• [Task goal]:
Turn the records below into a two-column CSV with the headers request and answer, one row per record, covering all of them. Put each record's text and its answer in a single quoted field, replace line breaks with spaces, and leave out the pictures.

• [Data]:

__________

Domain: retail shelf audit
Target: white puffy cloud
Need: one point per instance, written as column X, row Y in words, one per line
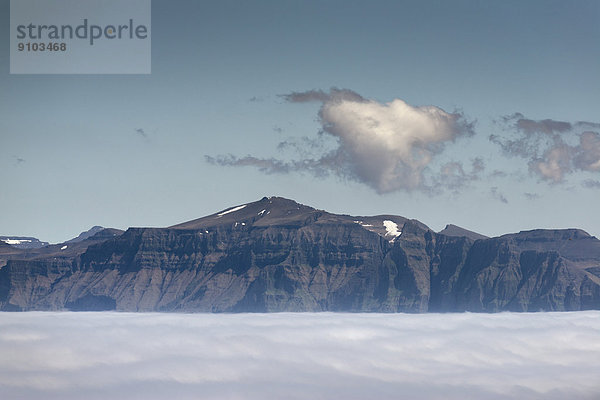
column 387, row 146
column 299, row 356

__________

• [Result of this task]:
request,answer
"Domain: retail shelf audit Target: white puffy cloud Need: one point per instance, written as column X, row Y in words, one per line","column 387, row 146 column 299, row 356"